* Problem:
Can you reproduce the passage on automated search tutoring word for word, starting with "To expand the" and going on through "heart of tutoring."?

* Text provided:
──────────────────────────────
We described first the basic characteristics of the QPA tool and the findings of the scaffolding study by Halttunen (2003b). Then we reported the results of the log analysis on user errors in tutored search exercises. In this section, we try to outline answers to the original questions.

The role and limits of automated tutoring

If we consider tutoring as a form of scaffolding, the unique feature of QPA is that it helps the user to perceive how different moves taken or methods applied in a search session affect retrieval performance. Hints, examples or models can be used in the form of static textual scaffolds also as in any Web-based resource. In learning environments using QPA as a special service in exercises, general and initial support should mainly be given by the learning environment itself. The division of tutorial functions between QPA and the 'mastering' learning environment is an important design issue.

To expand the support provided by the QPA tool, the chances to adopt scaffolds typical for the human tutor have to be considered. Some parts of human support require common-sense knowledge (external to the search exercise) and are out of the scope of automatic tutoring. The analysis of errors made by users presented above shows that users have difficulties at all levels of searching knowledge: conceptual, semantic and technical skills. However, from the learning viewpoint semantic and especially conceptual knowledge is in the heart of tutoring.

The advantage of QPA is that the learner's training situation is limited by the given search assignment and the underlying search topic. It is possible to build a comprehensive representation of the search domain. Building 'intelligent' user help in operational search systems is a much more complex task since searching is based on users' own information needs. (See Bates 1990, Brajnik et al., 2002, Fidel & Efthimiadis 1995, Oakes & Taylor 1998, Shute & Smith 1993, Sormunen 1989). QPA does not treat other access methods than queries in a given database and this reduces also the complexity of the tutoring task. The task is by no means a trivial one but can be regarded as manageable.
──────────────────────────────
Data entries
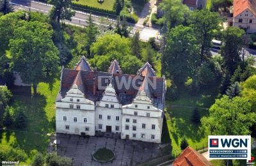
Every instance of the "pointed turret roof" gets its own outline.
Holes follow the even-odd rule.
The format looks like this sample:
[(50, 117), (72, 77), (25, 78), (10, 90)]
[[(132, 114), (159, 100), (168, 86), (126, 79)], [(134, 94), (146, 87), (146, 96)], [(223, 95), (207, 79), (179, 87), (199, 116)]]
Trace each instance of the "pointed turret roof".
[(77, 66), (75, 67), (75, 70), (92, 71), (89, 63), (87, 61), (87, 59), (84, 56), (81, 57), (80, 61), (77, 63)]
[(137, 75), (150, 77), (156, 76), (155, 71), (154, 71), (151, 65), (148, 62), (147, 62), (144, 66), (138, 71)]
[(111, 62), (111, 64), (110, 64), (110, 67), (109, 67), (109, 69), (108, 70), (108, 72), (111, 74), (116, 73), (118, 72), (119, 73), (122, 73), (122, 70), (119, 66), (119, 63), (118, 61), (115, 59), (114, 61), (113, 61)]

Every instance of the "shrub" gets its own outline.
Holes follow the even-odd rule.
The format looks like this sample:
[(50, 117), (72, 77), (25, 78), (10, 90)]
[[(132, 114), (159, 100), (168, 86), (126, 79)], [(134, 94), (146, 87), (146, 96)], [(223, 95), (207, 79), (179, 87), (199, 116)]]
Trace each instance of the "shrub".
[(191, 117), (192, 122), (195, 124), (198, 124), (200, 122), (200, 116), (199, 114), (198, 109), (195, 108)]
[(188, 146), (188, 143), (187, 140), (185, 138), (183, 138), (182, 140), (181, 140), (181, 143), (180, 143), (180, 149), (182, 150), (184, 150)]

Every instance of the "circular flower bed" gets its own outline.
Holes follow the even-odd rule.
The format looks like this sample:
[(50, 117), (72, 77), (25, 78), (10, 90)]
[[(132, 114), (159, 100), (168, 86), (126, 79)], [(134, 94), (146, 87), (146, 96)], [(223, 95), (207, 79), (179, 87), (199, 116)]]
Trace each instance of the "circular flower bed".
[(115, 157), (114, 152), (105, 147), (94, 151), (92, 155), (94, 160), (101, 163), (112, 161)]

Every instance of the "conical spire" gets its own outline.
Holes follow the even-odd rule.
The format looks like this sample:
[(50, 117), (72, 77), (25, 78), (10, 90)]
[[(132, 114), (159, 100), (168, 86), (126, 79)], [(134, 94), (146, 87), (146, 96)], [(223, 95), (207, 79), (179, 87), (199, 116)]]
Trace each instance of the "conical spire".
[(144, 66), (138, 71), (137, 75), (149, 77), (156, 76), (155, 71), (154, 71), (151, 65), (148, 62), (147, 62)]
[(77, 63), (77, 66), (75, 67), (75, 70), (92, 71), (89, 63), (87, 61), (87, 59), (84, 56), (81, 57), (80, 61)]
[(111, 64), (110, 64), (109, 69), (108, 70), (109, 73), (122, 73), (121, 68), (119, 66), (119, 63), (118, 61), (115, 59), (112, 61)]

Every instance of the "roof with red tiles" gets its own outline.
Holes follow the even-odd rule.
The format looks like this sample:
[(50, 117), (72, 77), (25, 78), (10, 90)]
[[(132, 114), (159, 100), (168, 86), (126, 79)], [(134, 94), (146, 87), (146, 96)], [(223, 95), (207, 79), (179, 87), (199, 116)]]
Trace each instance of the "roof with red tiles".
──────────────────────────────
* Task solution:
To expand the support provided by the QPA tool, the chances to adopt scaffolds typical for the human tutor have to be considered. Some parts of human support require common-sense knowledge (external to the search exercise) and are out of the scope of automatic tutoring. The analysis of errors made by users presented above shows that users have difficulties at all levels of searching knowledge: conceptual, semantic and technical skills. However, from the learning viewpoint semantic and especially conceptual knowledge is in the heart of tutoring.